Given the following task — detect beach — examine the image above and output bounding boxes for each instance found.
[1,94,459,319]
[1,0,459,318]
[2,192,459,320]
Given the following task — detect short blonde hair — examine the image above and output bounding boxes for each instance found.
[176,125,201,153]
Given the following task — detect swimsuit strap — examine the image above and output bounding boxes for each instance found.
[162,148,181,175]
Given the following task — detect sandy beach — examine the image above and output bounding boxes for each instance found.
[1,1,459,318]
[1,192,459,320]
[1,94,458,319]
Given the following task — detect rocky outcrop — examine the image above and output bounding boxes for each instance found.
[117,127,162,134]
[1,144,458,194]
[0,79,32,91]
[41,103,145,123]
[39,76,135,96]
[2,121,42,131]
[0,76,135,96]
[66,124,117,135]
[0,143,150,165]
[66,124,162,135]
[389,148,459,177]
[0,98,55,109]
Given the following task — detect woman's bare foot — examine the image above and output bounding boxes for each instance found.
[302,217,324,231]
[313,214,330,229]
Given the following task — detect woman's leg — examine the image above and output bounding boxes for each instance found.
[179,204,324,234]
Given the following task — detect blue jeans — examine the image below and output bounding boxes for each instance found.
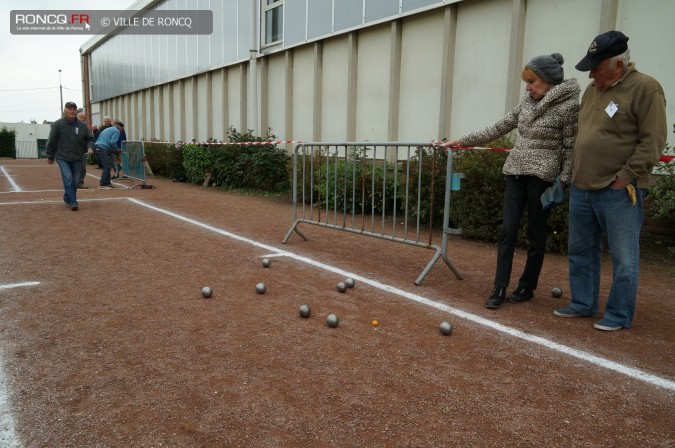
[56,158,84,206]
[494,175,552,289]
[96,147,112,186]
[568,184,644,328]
---
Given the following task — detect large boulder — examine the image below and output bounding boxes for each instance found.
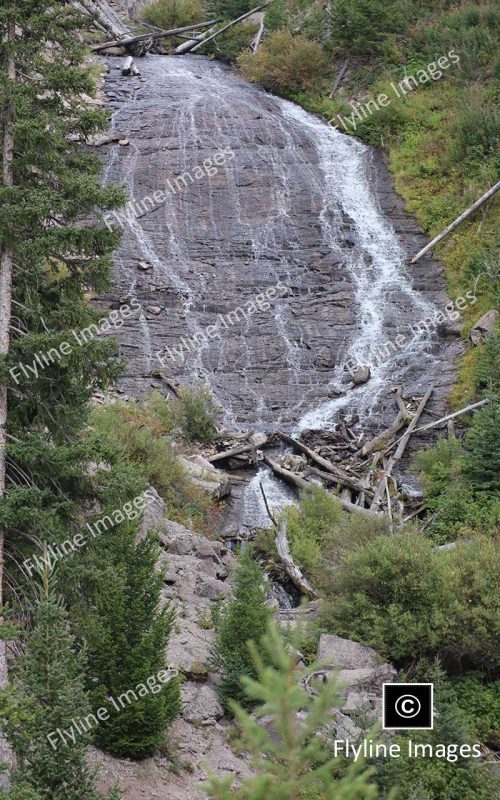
* * *
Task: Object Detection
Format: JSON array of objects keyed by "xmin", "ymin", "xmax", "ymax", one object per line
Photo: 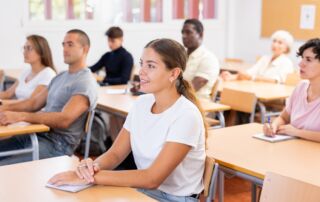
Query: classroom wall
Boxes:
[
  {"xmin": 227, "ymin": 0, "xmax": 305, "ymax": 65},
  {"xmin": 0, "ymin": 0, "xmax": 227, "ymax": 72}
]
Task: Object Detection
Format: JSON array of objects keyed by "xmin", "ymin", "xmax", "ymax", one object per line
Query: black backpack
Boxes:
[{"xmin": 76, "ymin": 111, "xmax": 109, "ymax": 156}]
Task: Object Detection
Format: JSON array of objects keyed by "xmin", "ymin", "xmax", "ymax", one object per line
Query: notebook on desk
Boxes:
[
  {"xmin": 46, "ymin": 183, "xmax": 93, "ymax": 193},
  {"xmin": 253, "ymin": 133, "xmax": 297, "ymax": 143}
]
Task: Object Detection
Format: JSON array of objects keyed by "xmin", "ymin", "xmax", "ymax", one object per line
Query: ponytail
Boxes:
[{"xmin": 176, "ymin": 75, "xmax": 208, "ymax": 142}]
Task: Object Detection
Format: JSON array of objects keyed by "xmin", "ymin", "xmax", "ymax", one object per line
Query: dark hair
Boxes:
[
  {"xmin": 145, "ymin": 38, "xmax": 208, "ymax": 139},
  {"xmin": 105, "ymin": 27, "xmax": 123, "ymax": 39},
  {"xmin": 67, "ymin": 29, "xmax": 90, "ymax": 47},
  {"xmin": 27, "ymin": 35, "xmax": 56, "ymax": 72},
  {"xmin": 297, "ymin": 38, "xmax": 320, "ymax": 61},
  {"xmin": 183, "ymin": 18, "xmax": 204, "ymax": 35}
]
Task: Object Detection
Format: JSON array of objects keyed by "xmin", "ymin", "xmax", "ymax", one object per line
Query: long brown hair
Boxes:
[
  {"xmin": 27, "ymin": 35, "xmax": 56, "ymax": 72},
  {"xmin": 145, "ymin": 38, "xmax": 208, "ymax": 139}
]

Task description:
Look through the entries and return each line that has the word "Query" in it.

Result of this exercise:
Query: classroom wall
Query: black backpack
Query: notebook on desk
Query: ponytail
Query: dark hair
Query: long brown hair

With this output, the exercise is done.